__RAW DATA__.
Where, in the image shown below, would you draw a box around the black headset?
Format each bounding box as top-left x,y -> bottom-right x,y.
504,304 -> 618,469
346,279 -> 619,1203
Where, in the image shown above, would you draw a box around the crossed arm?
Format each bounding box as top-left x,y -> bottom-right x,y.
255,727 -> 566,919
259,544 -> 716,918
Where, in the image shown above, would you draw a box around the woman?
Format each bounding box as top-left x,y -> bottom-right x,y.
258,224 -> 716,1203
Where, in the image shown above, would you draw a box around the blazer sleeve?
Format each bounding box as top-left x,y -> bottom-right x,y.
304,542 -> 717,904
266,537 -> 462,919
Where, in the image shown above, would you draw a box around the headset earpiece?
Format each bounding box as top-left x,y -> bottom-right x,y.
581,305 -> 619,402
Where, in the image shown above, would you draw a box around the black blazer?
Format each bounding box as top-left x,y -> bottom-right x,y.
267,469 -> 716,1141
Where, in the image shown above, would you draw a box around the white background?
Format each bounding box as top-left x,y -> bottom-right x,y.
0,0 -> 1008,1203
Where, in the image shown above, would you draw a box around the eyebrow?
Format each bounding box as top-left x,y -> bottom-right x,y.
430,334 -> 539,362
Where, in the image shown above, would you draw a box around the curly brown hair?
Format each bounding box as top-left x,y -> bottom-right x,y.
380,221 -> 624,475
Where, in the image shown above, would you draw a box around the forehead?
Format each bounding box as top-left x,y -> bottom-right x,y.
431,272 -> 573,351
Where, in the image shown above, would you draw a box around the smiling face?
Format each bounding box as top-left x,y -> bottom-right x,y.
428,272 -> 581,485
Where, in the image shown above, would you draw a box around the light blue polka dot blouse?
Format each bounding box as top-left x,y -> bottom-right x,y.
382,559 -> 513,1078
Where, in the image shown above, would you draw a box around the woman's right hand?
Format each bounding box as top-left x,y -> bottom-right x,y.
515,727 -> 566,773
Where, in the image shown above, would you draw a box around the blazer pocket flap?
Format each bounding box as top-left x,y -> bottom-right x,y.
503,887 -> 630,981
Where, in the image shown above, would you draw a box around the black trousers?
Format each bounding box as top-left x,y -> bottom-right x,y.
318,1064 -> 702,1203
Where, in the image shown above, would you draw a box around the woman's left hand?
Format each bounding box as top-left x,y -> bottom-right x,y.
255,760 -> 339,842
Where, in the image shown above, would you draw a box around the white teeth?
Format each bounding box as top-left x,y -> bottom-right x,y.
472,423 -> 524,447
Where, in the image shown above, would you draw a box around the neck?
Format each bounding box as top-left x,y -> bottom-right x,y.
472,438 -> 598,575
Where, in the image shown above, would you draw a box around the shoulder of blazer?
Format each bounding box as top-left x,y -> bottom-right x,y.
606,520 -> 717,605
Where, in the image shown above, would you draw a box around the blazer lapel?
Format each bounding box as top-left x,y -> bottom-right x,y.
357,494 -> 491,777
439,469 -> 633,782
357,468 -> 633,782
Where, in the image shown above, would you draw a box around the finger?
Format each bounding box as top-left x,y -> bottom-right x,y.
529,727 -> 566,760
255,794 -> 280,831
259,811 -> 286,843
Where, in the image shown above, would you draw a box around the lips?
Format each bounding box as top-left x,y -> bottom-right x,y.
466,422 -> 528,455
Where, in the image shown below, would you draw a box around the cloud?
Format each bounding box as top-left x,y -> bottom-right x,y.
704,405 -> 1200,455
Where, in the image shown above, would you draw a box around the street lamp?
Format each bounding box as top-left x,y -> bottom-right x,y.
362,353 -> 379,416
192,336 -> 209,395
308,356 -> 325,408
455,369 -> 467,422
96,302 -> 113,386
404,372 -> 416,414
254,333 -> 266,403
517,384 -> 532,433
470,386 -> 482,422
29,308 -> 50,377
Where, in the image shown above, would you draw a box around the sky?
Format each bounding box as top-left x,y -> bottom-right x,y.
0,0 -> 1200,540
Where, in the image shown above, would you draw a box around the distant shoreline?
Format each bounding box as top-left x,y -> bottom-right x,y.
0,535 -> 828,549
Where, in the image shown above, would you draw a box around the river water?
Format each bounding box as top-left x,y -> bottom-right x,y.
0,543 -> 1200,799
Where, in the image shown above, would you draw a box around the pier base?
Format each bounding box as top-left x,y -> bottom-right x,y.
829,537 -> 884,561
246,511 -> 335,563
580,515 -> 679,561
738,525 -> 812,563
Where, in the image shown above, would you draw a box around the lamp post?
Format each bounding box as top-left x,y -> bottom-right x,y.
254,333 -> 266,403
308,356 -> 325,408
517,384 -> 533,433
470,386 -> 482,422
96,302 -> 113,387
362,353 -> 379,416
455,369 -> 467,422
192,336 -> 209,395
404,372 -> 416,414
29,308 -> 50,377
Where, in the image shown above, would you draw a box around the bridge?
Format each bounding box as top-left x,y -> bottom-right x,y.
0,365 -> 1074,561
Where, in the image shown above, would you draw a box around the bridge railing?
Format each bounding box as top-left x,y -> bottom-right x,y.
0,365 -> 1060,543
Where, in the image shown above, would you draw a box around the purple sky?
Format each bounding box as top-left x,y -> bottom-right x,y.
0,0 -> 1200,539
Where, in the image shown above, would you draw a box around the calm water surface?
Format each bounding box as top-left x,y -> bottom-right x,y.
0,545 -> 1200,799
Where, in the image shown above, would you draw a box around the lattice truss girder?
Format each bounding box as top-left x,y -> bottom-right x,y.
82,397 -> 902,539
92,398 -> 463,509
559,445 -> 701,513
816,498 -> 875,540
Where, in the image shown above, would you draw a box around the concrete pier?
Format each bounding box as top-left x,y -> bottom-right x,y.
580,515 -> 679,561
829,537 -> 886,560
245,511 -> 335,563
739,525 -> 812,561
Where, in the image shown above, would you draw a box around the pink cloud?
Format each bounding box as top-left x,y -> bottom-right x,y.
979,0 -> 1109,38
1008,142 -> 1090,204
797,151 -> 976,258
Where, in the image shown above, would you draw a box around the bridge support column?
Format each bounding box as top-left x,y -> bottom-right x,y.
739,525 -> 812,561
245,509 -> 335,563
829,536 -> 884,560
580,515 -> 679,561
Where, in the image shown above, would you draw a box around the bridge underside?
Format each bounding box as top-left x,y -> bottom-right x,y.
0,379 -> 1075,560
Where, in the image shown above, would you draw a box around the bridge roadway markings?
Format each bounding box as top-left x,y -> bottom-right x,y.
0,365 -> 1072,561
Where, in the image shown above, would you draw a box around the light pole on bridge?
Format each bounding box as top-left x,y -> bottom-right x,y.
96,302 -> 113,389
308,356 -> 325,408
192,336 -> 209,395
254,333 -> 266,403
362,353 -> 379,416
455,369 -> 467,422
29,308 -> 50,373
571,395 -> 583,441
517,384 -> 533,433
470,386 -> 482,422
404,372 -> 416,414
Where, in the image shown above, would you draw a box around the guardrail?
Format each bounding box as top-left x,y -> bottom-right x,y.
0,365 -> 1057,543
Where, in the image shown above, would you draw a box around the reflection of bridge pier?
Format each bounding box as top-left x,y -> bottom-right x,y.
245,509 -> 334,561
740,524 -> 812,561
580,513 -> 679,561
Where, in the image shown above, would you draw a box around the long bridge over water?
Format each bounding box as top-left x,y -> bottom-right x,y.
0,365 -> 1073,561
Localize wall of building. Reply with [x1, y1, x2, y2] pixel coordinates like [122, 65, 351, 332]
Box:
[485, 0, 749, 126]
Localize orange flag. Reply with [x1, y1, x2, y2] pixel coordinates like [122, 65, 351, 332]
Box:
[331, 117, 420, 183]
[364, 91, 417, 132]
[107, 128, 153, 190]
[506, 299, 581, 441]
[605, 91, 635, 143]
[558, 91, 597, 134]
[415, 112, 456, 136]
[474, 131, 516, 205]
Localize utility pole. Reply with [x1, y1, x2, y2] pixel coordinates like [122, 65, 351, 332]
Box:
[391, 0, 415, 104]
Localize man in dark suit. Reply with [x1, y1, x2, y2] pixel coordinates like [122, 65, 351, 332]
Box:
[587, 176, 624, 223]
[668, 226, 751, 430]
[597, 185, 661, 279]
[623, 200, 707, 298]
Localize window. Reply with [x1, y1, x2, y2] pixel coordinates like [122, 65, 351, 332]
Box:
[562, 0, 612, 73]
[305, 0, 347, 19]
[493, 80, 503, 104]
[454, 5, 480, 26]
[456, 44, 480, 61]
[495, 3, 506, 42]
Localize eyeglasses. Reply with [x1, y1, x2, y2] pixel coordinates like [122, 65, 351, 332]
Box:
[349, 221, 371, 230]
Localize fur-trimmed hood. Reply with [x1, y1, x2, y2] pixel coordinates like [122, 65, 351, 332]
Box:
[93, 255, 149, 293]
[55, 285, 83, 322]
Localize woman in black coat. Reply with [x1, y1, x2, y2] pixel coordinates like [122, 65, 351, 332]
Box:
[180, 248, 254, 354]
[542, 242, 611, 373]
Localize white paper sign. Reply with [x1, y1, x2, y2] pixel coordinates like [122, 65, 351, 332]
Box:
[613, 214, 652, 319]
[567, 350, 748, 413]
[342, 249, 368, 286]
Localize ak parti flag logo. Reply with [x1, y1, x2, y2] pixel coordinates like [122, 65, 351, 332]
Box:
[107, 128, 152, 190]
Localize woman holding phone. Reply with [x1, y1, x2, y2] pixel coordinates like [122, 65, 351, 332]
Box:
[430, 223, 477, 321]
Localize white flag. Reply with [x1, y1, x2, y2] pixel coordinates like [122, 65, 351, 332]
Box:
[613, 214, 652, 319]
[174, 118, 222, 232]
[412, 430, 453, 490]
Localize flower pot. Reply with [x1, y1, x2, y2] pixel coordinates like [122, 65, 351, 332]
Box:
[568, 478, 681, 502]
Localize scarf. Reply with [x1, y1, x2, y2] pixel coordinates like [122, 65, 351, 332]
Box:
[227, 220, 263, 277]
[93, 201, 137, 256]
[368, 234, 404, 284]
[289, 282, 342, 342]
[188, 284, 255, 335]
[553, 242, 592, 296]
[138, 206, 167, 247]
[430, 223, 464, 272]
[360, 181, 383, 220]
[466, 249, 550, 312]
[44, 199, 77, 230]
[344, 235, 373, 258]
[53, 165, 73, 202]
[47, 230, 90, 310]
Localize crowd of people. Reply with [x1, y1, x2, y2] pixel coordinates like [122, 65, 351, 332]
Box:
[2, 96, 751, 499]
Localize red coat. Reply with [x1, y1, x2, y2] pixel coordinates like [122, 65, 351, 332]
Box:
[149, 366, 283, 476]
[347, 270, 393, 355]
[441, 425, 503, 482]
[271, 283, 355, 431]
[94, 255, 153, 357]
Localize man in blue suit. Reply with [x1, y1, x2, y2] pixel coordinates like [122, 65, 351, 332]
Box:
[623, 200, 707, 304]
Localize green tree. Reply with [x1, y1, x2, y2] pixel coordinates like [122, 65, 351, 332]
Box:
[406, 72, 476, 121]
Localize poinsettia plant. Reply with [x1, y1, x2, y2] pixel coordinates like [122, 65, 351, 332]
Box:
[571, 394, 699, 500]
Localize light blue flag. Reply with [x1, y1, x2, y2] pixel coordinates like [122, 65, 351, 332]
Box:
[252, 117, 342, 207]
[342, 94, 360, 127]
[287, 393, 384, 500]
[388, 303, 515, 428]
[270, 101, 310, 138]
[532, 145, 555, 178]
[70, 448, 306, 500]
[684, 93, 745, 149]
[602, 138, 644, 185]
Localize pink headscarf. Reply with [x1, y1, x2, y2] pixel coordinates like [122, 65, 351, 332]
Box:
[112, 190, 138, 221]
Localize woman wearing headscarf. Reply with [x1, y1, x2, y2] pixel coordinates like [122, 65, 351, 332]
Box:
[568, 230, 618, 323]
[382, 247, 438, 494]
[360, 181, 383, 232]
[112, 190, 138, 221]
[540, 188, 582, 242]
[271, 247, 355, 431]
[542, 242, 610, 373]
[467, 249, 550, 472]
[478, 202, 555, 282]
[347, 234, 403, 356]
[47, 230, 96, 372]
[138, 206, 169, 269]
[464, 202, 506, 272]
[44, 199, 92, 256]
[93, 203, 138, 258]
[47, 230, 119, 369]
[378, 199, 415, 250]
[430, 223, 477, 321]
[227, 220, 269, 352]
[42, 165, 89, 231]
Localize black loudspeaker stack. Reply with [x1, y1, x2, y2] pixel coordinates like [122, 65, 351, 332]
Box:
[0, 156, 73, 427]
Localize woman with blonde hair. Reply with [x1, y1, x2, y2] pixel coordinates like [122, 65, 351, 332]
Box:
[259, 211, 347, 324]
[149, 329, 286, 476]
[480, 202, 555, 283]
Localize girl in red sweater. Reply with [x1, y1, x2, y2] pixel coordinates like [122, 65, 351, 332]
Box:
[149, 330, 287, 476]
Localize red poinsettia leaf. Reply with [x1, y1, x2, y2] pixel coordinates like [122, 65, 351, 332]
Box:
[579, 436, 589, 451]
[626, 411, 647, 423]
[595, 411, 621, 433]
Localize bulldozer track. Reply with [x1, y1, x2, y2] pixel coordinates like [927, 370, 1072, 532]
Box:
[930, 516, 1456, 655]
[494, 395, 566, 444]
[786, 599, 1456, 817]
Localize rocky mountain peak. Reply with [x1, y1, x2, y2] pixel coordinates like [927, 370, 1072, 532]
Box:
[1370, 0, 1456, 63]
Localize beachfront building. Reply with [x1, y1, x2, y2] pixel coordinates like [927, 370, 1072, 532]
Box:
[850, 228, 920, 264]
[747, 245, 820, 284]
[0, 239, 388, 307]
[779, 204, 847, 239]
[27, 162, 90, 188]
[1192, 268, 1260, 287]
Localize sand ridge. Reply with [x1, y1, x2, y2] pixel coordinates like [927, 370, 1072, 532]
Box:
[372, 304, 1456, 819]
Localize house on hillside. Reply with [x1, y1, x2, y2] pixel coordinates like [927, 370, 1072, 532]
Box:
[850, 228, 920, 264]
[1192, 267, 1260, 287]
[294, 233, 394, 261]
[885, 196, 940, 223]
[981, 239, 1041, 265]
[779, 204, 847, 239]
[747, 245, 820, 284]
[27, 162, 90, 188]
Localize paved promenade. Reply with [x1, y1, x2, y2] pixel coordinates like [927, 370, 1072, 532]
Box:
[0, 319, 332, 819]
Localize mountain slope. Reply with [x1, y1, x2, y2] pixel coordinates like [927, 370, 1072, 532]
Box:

__WHAT TO PRODUCE__.
Carry over the data from the line with "Localize pink headscarf." to the line with "[786, 599, 1456, 817]", both included, and add -93 to every coordinate in the answers. Copy all other lines unchanged, including the sample coordinates after "like".

__WRITTEN SOLUTION__.
Localize pink headscarf. Reply with [x1, y1, x2, y2] pixel coordinates like [122, 65, 351, 332]
Box:
[19, 97, 45, 128]
Localize woman wearing headscarf. Reply with [x1, y1, x2, y2] pixel coordinates like [122, 65, 351, 332]
Box:
[475, 137, 525, 230]
[289, 154, 345, 401]
[267, 88, 290, 139]
[19, 97, 45, 128]
[447, 95, 489, 149]
[178, 154, 262, 338]
[449, 149, 517, 280]
[374, 156, 457, 379]
[385, 109, 462, 189]
[254, 141, 310, 263]
[-46, 137, 3, 279]
[45, 113, 76, 176]
[371, 109, 413, 179]
[-49, 106, -1, 163]
[0, 110, 45, 165]
[-46, 137, 26, 276]
[285, 106, 322, 157]
[337, 130, 384, 228]
[134, 127, 176, 259]
[-51, 72, -4, 138]
Localize black loudspeaker stack. Reply with [x1, y1, x2, y2] pixel coordinates like [122, 65, 351, 332]
Box:
[-93, 63, -20, 334]
Localize woman with blonde hair. Reply with [x1, y1, x2, y2] pixel coordinates like [122, 65, 351, 332]
Box:
[166, 118, 254, 231]
[56, 236, 193, 383]
[387, 109, 462, 190]
Localize girl in red sweater. Reply with [x1, y1, x2, y2] pixel coordinates like [122, 65, 351, 332]
Box:
[56, 237, 194, 383]
Localize red poinsettia leaf. Reply with [x1, y1, x2, y2] pixel coordinates like [122, 65, 351, 332]
Box:
[486, 343, 496, 358]
[533, 318, 554, 330]
[502, 318, 528, 340]
Localize bulldozer track. Reply with [x1, y1, x2, y2] pixel coordinates like [927, 370, 1072, 532]
Box:
[837, 423, 1363, 562]
[401, 302, 473, 351]
[693, 506, 1363, 724]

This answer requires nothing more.